• **Tasks for this exercise**
(1) According to the Cassandra cheatsheet, why are Cassandra nodes usually drawn as a ring? Answer in one to three sentences.
(2) Reproduce a passage of the Cassandra cheatsheet word for word, beginning at the words "When to use" and stopping after "to peer system.".

• **Selected text**
----
Cassandra Cheatsheet

Posted on , updated on 

Cassandra Resources

About Cassandra

History

When to use Cassandra

Cassandra is a great choice for a database when...

High Level Overview

Cassandra nodes are typically represented in a ring because there is no master node - it is a true peer to peer system.

All data stored in Cassandra is associated with a token value. Each data center has a set of token values, and each node in the data center is assigned to manage a portion of the token values. Virtual nodes can exist within each node. Virtual nodes distribute the load of token values somewhat randomly, making it so that each vnode is replicated on a different node. See this article for further reading.

Terminology

Term Meaning
node A server running an instance of cassandra.
token A single token associated with a piece of data. "Token" is also often used to refer to a range of tokens.
vnode A virtual node. Virtual nodes are used to distribute token values on a single physical node.
snitch Snitches are used by cassandra internally to learn about the nodes. See SimpleSnitch, GossipingPropertyFileSnitch, PropetyFileSnitch, etc.
dc A data center is a grouping of nodes. Each data center has its own set of tokens.
rack Each node in a data center is part of a rack. Racks do not require an even distribution of nodes. Data center replication will be evenly distributed among racks. Each rack will evenly distribute the replication among the nodes on the rack.
keyspace Data is organized at the highest level into keyspaces. The oracle or mysql analog is tablespace. Replication is specified at the keyspace level.
table Pretty close to mysql definition - columns are defined, and rows of data are stored in the table.
partition All data is associated with a partition key. A table contains partitions.
row Also close to mysql definition. Rows represent data within paritions.

Naming Conventions / Rules

Best advice: Don't get creative. Stick with alpha, lowercase, snake-case names.

Setting up a Cassandra cluster

Creating a Sandbox Cluster

This sandbox is created using docker, VirtualBox, and boot2docker.

boot2docker --memory=4096 init
boot2docker up
$(boot2docker shellinit)
boot2docker status

docker run --name=n1 -d tobert/cassandra
docker exec -it n1 nodetool status
docker exec -it n1 nodetool ring
docker inspect -f '{{ .NetworkSettings.IPAddress}}' n1
#The inspect command will output an IP address to be used in the next command
docker run --name n2 -d tobert/cassandra -seeds 000.00.0.0

cassandra.yaml

Cassandra configuration is stored in cassandra.yaml file. By default this file is located at /data/conf/cassandra.yaml.

Property Description
num_tokens The number of virtual nodes, vnodes, to use in this node. Default is 256.
seed_provider Defines the seeds for the node.
endpoint_snitch The snitch type for the node.

Creating Cassandra Nodes with Docker

docker run --name n2 -d tobert/cassandra -seeds 000.00.0.0 -dc DC1 -rack RACK1
Option Description
-seeds When adding a new node to an existing Cassandra cluster, the new node should be initialized with a comma separated list of ip addresses of existing nodes using -seeds <ip-address-1>,<ip-address-2>
-dc Give a name of the data center. e.g. -dc DC-1
-rack Give the rack name. e.g. -rack R-1

cassandra-rackdc.properties

By default, this file is located at /data/conf/cassandra-rackdc.properties

The dc (data center) and rack are stored in this properties file. This file is read in at node start-up and gossiped out to the other nodes in the cluster.
----
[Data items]

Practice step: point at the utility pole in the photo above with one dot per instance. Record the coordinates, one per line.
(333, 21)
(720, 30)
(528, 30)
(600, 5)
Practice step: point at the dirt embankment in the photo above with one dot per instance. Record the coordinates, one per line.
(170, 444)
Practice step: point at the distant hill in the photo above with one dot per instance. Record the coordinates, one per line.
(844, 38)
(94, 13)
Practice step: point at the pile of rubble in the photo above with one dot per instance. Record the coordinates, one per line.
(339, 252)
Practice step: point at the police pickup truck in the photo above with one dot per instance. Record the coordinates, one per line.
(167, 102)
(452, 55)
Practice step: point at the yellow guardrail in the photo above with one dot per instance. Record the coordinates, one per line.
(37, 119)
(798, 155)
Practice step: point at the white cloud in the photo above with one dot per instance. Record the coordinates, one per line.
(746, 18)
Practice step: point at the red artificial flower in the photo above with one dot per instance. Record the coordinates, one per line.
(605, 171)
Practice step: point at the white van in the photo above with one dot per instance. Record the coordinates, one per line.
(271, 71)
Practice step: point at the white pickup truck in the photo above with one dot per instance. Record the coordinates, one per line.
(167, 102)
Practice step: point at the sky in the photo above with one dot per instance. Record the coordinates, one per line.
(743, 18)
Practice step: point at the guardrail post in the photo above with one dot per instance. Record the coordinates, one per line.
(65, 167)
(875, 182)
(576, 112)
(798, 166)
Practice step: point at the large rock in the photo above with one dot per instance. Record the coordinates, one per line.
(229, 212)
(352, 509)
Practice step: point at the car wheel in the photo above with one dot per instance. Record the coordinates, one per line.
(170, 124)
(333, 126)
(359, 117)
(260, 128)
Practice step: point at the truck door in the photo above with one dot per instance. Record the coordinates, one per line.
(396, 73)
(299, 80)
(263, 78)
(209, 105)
----
• **Outputs**
(1) Cassandra nodes are usually drawn as a ring because there is no master node. Cassandra is a true peer-to-peer system.

(2)
When to use Cassandra

Cassandra is a great choice for a database when...

High Level Overview

Cassandra nodes are typically represented in a ring because there is no master node - it is a true peer to peer system.